DO THIS
Please render the lines below as a Markdown table with two columns, Number and Line, giving each line its own row and skipping blank lines. Leave the pictures out of the answer.

#####

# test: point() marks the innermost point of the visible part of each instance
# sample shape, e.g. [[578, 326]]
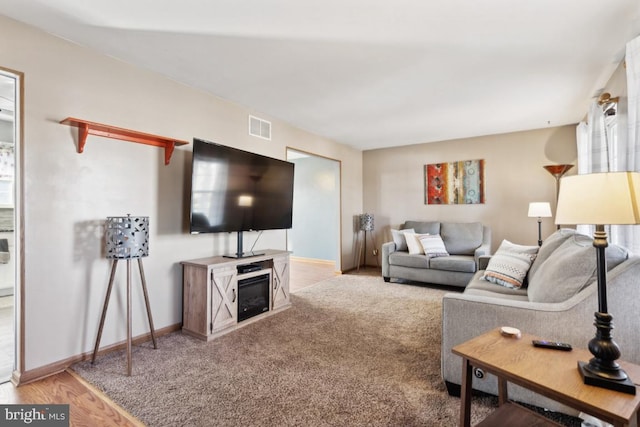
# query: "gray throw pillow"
[[570, 268]]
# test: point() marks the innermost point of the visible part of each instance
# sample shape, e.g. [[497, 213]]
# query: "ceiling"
[[367, 73]]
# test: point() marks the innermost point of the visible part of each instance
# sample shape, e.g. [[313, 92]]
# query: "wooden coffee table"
[[551, 373]]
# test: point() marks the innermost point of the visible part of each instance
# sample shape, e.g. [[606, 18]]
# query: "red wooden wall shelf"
[[86, 128]]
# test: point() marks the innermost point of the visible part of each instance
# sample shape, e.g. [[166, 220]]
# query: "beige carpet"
[[352, 351]]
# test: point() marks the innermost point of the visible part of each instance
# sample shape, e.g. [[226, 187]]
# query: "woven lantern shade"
[[366, 222], [127, 237]]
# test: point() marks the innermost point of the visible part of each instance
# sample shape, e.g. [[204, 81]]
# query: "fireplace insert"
[[253, 296]]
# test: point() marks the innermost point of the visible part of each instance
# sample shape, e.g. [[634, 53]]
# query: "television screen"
[[235, 190]]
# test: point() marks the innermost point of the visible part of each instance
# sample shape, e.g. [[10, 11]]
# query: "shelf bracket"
[[168, 151], [83, 132]]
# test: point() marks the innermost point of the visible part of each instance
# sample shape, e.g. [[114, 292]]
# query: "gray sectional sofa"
[[558, 304], [465, 243]]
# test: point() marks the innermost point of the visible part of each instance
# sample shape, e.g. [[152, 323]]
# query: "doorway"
[[316, 208], [9, 85]]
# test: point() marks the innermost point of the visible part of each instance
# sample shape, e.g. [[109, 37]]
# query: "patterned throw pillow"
[[433, 245], [510, 264], [399, 239], [413, 243]]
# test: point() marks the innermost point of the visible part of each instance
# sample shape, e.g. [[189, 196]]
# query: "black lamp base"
[[589, 378]]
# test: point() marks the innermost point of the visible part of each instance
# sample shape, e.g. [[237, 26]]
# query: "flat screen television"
[[233, 190]]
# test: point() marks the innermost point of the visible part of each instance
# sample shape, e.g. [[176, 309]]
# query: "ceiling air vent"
[[260, 128]]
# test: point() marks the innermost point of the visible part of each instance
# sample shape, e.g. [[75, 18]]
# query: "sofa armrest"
[[483, 261], [387, 249]]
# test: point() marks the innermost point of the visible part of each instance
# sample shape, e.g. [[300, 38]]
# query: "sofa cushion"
[[459, 263], [423, 227], [404, 259], [399, 239], [461, 238], [509, 265], [571, 268], [552, 243], [433, 245]]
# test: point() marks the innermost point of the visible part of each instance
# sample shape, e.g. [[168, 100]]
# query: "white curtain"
[[612, 142], [633, 95], [629, 236]]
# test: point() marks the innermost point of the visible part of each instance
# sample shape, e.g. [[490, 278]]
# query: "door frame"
[[338, 243], [19, 301]]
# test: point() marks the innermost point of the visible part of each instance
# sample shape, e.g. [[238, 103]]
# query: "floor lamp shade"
[[127, 237], [366, 222], [601, 199]]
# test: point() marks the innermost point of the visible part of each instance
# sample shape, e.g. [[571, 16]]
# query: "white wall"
[[394, 181], [69, 195]]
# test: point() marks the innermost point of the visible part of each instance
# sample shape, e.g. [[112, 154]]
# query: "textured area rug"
[[352, 350]]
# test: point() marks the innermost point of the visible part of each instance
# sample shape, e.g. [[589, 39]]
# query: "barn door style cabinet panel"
[[222, 294]]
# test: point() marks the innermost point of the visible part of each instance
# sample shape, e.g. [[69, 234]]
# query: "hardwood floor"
[[90, 407]]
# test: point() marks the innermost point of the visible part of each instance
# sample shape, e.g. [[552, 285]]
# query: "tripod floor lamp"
[[366, 225], [126, 238]]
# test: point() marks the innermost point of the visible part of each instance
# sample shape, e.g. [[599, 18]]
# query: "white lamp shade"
[[539, 209], [599, 199]]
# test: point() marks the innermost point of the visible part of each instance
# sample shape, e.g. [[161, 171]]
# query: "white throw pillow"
[[509, 265], [399, 239], [433, 245], [413, 243]]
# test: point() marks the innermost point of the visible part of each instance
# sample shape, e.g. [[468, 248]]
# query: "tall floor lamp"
[[557, 171], [599, 199], [539, 210], [126, 238], [367, 225]]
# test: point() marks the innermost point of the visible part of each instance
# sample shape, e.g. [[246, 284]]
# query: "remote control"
[[552, 345]]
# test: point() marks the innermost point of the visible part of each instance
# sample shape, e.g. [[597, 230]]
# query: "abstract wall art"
[[454, 183]]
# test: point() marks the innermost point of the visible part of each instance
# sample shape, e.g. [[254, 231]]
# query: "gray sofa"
[[465, 244], [558, 304]]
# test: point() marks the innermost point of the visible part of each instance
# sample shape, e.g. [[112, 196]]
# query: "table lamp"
[[601, 199], [126, 238], [539, 210]]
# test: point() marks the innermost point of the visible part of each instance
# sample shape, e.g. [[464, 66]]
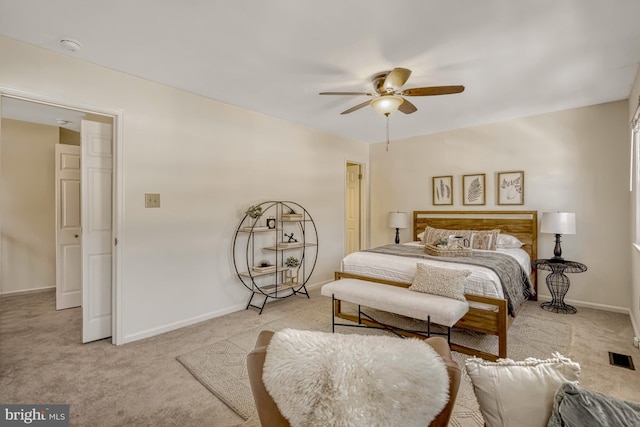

#####

ANSWER TO THE EXERCISE
| Number | Line |
|---|---|
| 1 | # test: point() marks the innermost point of the visible part of each instance |
| 2 | # sample shape, e.g. [[578, 326]] |
| 3 | # query: "gray throw pillow" |
| 4 | [[570, 268]] |
| 5 | # test: point() marks the innermost point of the visible part of each instance |
| 6 | # sample shape, e.g. [[497, 213]] |
| 7 | # query: "ceiling" |
| 8 | [[367, 73]] |
| 9 | # test: point() marks the innermost point of the visible part of each instance |
| 10 | # sample shape, e.g. [[313, 92]] |
| 11 | # query: "wooden coffee table" |
| 12 | [[551, 373]] |
| 13 | # test: point() marks the innermost point of the visible part of each instance |
| 14 | # sample shape, e.g. [[606, 18]] |
| 15 | # query: "red wooden wall shelf" |
| 16 | [[86, 128]] |
| 17 | # test: point() marks the innermost point of the visible part of each instance |
| 18 | # sample shape, e.g. [[166, 220]] |
| 19 | # query: "beige carpet" |
| 20 | [[352, 351]] |
| 21 | # test: point() marks the innermost point of the visible part of each instance |
| 22 | # sample shape, e.g. [[226, 187]] |
| 23 | # query: "woven lantern shade" |
| 24 | [[366, 222], [127, 237]] |
| 25 | # test: point() marks the innermost point of the visible part of each instance |
| 26 | # sample shape, e.g. [[204, 81]] |
| 27 | # query: "fireplace insert" |
| 28 | [[253, 296]] |
| 29 | # test: point() marks the innermost point of the visible part of each instance |
| 30 | # sample shape, e.g. [[634, 53]] |
| 31 | # query: "television screen" |
| 32 | [[235, 190]] |
| 33 | # test: point() marks the innermost point of the visible part of each instance |
| 34 | # sample shape, e.g. [[10, 11]] |
| 35 | # query: "shelf bracket" |
| 36 | [[168, 151], [83, 132]] |
| 37 | # test: point() marks the innermost point of the visible part of each instance |
| 38 | # sample shape, e.g. [[114, 292]] |
| 39 | # query: "gray sectional sofa" |
| 40 | [[558, 304], [465, 243]] |
| 41 | # test: point() marks the innermost point of the visible part of each instance |
| 42 | # sample shape, e.g. [[152, 323]] |
| 43 | # query: "doorway" |
| 44 | [[316, 208], [9, 85]] |
| 45 | # test: point() marks the innermost point of the visible part of each instance |
| 46 | # sample shape, e.g. [[109, 37]] |
| 47 | # query: "patterned throw pillow" |
| 48 | [[433, 245], [510, 264], [399, 239], [413, 243]] |
| 49 | # test: point() marks the innermost point of the visible part of each instance |
| 50 | # sample shape, e.g. [[189, 196]] |
| 51 | # query: "black lamp base" |
| 52 | [[589, 378]] |
| 53 | # test: point() marks the innermost point of the visible part of each instance |
| 54 | # sample shape, e.g. [[237, 26]] |
| 55 | # query: "flat screen television" |
| 56 | [[233, 190]] |
| 57 | # test: point() marks the innermost point of the visible part of each instance |
| 58 | # sample shape, e.g. [[176, 309]] |
| 59 | # query: "ceiling air vent" |
| 60 | [[260, 128]] |
| 61 | # test: point() marks the innermost point of the visible part of each instance |
| 62 | # sample shape, e.g. [[75, 18]] |
| 63 | # query: "sofa armrest" |
| 64 | [[483, 261], [387, 249]] |
| 65 | # test: point() marks the innermost point of the visible part of each instance |
| 66 | # sample shape, e.g. [[300, 38]] |
| 67 | # query: "sofa cushion" |
| 68 | [[459, 263], [423, 227], [404, 259], [399, 239], [461, 238], [509, 265], [571, 268], [552, 243], [433, 245]] |
| 69 | # test: point() marks the innermost point of the visible part of each instance |
| 70 | # sample shape, e.g. [[168, 100]] |
| 71 | # query: "white curtain" |
| 72 | [[612, 142], [633, 95], [629, 236]] |
| 73 | # test: point() marks the innermost point of the visible part of each instance |
| 74 | # sample shape, e.g. [[490, 278]] |
| 75 | # query: "door frame" |
| 76 | [[338, 243], [19, 301]] |
| 77 | # test: point() marks the innermost point of the visible part of each instance |
| 78 | # sample shape, e.g. [[238, 103]] |
| 79 | # query: "floor lamp shade" |
| 80 | [[127, 237], [366, 222], [601, 199]] |
| 81 | # test: point() marks the innermost point of the visible part of each instance |
| 82 | # sample shape, e.g. [[571, 16]] |
| 83 | # query: "white wall" |
| 84 | [[394, 181], [69, 195]] |
| 85 | # test: point() marks the innermost point of the visible part of each instance |
| 86 | # sample shape, e.g. [[112, 154]] |
| 87 | # query: "textured area rug" |
| 88 | [[352, 350]] |
| 89 | # test: point() marks the innermost point of the visible part of each instance |
| 90 | # sample shape, e.g. [[589, 39]] |
| 91 | # query: "barn door style cabinet panel" |
| 92 | [[222, 294]] |
| 93 | # test: point() marks the innermost point of the visible part of each instance |
| 94 | # sample shape, e.g. [[69, 234]] |
| 95 | # query: "hardwood floor" |
| 96 | [[90, 407]] |
| 97 | # test: point() marks the innermost point of the visible part of each instance |
| 98 | # sample shape, e.g. [[552, 285]] |
| 99 | # query: "tripod floor lamp" |
| 100 | [[366, 225], [126, 238]] |
| 101 | # test: point() marks the innermost point of the visible part of each instance |
| 102 | # sample shape, e.g. [[599, 18]] |
| 103 | # query: "white lamp shade" |
| 104 | [[539, 209], [599, 199]] |
| 105 | # test: point() marks the innermost point of the visible part of each instance |
| 106 | # sample shape, e.g. [[161, 171]] |
| 107 | # query: "white throw pillow" |
| 108 | [[509, 265], [399, 239], [433, 245], [413, 243]] |
| 109 | # test: point() marks the innermost point of the visible part of each instance |
| 110 | # sample shape, e.g. [[468, 248]] |
| 111 | # query: "tall floor lamp" |
| 112 | [[557, 171], [599, 199], [539, 210], [126, 238], [367, 225]] |
| 113 | # test: point() marks the innermost point of the visible part of each instance |
| 114 | # sample shape, e.g. [[246, 284]] |
| 115 | # query: "remote control" |
| 116 | [[552, 345]] |
| 117 | # test: point() marks the innermost point of the visible part of each instance |
| 118 | # sample shape, e.g. [[597, 230]] |
| 119 | # query: "abstract wall art" |
| 120 | [[454, 183]] |
| 121 | # test: point() marks the innermost point of the visible part of each instance |
| 122 | # sample shape, e.g. [[254, 231]] |
| 123 | # query: "gray sofa" |
| 124 | [[465, 244], [558, 304]] |
| 125 | # test: point() marks the innermost point of the visible part of each instance |
| 126 | # sample shape, e.g. [[112, 196]] |
| 127 | # query: "table lamp" |
| 128 | [[601, 199], [126, 238], [539, 210]] |
| 129 | # test: point() marks the innermost point of the visible part of each instance |
| 130 | # sample shape, e.g. [[464, 66]] |